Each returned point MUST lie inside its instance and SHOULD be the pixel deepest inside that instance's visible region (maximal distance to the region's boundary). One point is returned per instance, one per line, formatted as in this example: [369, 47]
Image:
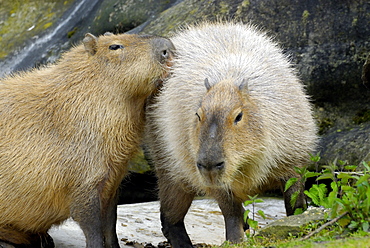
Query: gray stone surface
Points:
[140, 222]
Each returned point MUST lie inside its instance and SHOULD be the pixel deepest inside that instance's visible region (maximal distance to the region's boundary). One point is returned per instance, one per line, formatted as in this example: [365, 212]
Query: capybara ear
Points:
[206, 83]
[90, 43]
[244, 86]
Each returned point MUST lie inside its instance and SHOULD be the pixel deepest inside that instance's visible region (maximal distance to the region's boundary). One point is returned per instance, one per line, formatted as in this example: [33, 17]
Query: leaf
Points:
[290, 182]
[258, 201]
[262, 214]
[313, 195]
[326, 176]
[343, 222]
[312, 174]
[362, 179]
[298, 211]
[353, 224]
[293, 198]
[245, 215]
[365, 226]
[252, 223]
[367, 167]
[350, 167]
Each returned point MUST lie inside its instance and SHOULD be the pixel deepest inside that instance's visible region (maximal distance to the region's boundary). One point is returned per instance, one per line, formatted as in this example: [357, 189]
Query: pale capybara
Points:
[67, 132]
[232, 120]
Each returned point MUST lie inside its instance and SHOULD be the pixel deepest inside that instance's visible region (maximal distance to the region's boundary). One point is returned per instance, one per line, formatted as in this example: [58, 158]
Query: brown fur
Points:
[232, 120]
[67, 132]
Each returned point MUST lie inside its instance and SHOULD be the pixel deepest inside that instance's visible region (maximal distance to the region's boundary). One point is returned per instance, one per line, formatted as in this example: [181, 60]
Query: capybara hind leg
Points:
[296, 188]
[39, 240]
[89, 217]
[175, 203]
[232, 210]
[110, 219]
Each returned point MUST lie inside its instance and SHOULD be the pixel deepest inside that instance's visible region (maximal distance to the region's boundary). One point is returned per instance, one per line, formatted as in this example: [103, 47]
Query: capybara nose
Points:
[211, 166]
[163, 49]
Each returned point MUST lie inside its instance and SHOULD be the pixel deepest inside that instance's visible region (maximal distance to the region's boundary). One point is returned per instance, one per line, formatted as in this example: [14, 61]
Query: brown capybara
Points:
[232, 120]
[67, 132]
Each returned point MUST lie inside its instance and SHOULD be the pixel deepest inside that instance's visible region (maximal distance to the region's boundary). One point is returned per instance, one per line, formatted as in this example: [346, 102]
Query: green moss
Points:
[47, 25]
[72, 32]
[362, 116]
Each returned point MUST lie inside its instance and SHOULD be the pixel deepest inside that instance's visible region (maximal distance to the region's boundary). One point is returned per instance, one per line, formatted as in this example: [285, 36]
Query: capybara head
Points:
[114, 53]
[226, 131]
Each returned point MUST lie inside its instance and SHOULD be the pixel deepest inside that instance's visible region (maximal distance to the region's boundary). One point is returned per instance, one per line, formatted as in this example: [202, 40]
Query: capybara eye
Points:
[165, 54]
[238, 117]
[115, 47]
[197, 116]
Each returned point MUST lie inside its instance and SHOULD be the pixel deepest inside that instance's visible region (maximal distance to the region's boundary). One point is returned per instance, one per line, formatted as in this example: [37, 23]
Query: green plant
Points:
[348, 195]
[304, 175]
[253, 200]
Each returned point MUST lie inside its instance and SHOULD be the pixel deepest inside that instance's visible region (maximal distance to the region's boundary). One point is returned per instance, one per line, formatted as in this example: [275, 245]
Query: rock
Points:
[139, 224]
[291, 225]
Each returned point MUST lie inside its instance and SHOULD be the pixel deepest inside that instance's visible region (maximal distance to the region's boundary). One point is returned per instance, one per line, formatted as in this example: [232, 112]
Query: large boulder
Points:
○ ○ ○
TASK TO COMPLETE: Turn every line of the records above into one numbered list, skipping blank lines and leaving out the pictures.

WRITTEN REPLY:
1. Each returned point MUST lie inside its instance and SHOULD be the pixel deepest inside that instance's visible region (maximal distance to the region's boundary). One point is returned per instance, one per line, formatted as in this example: [369, 47]
2. Image:
3. Query: gray stone surface
4. Points:
5. [140, 222]
6. Each returned point MUST lie inside its instance and SHOULD be the pixel deepest inside that instance's visible region (maximal distance to the region's boundary). One point is returned per instance, one per line, formatted as in this example: [365, 212]
7. Query: capybara ear
8. Points:
9. [206, 83]
10. [90, 43]
11. [244, 86]
12. Each returned point MUST lie inside its instance and SHOULD be the pixel deepest inside that instance's visible region (maximal distance to the region's boundary). One point is returned per instance, one per line, formatted as in this example: [33, 17]
13. Query: leaf
14. Points:
15. [290, 182]
16. [258, 201]
17. [262, 214]
18. [313, 195]
19. [326, 176]
20. [343, 222]
21. [312, 174]
22. [362, 179]
23. [298, 211]
24. [353, 224]
25. [293, 198]
26. [245, 215]
27. [365, 226]
28. [252, 223]
29. [367, 167]
30. [350, 167]
31. Each returned point MUST lie inside its instance and SHOULD be the pixel deepest inside that instance's visible region (maximal distance to the region's boundary). One point is returned per instance, one per line, formatted as in this example: [357, 189]
32. Query: pale capybara
33. Points:
34. [67, 132]
35. [232, 120]
36. Each returned point MUST lie inside its instance and SHOULD be the pixel deepest inside that instance's visible region (maximal distance to the region's boundary). One point is returned per instance, one per line, formatted as in this example: [58, 158]
37. Query: brown fur
38. Points:
39. [232, 120]
40. [67, 132]
41. Each returned point MUST lie inside its instance and SHOULD be the pixel deepest inside that instance's visible region (maximal distance to the region's boundary). One point is returned per instance, one per line, formatted as in this example: [181, 60]
42. Query: capybara hind leg
43. Points:
44. [296, 188]
45. [39, 240]
46. [89, 217]
47. [175, 203]
48. [232, 210]
49. [110, 219]
50. Each returned point MUST lie inside its instance and SHOULD be the pixel deepest inside that instance's visible region (maximal distance to the region's boundary). One point is returned per instance, one per line, formatted as in this example: [103, 47]
51. Query: capybara nose
52. Points:
53. [211, 166]
54. [163, 49]
55. Each returned point MUST lie inside its instance and SHOULD be the pixel deepest inside that instance's visible region (maximal distance to the region's boundary). One point is returned per instance, one per line, formatted as in this example: [14, 61]
56. Query: brown capybara
57. Points:
58. [232, 120]
59. [67, 132]
60. Each returned point MUST lie inside its instance and SHOULD be the pixel deepest inside that instance's visible region (maximal distance to the region's boundary). One point is returned per instance, one per line, formatted as in this example: [346, 102]
61. Query: green moss
62. Points:
63. [47, 25]
64. [72, 32]
65. [362, 116]
66. Each returned point MUST lie inside its instance and SHOULD be the pixel deepest inside that instance's visible region (maximal distance to the region's boundary). One point is returned per instance, one per line, formatted as in this example: [285, 36]
67. Query: capybara head
68. Points:
69. [114, 53]
70. [226, 131]
71. Each returned point MUST lie inside its instance and SHOULD be the pixel deepest inside that instance's visible region (maximal distance to the region's boundary). One point is returned per instance, one per line, formatted as in this example: [202, 40]
72. Query: capybara eye
73. Points:
74. [165, 54]
75. [238, 117]
76. [115, 47]
77. [197, 116]
78. Each returned point MUST lie inside its instance and SHOULD be the pixel deepest inside that instance's visible region (maximal distance to the region's boundary). One point is returned per instance, one per line, formatted as in this example: [37, 23]
79. Query: green plant
80. Points:
81. [348, 195]
82. [304, 175]
83. [253, 200]
84. Each returned point MUST lie inside its instance and SHOULD be the pixel deepest inside that instance's visible region (maximal distance to the region's boundary). One point is returned per instance, one per line, formatted as in this example: [275, 245]
85. Query: rock
86. Points:
87. [139, 224]
88. [291, 225]
89. Each returned point MUST lie inside its instance and SHOULD be the pixel deepest inside that instance's visible region (maximal distance to the region's boundary). One point is returned per instance, one per line, formatted as in this example: [232, 112]
90. Query: large boulder
91. Points:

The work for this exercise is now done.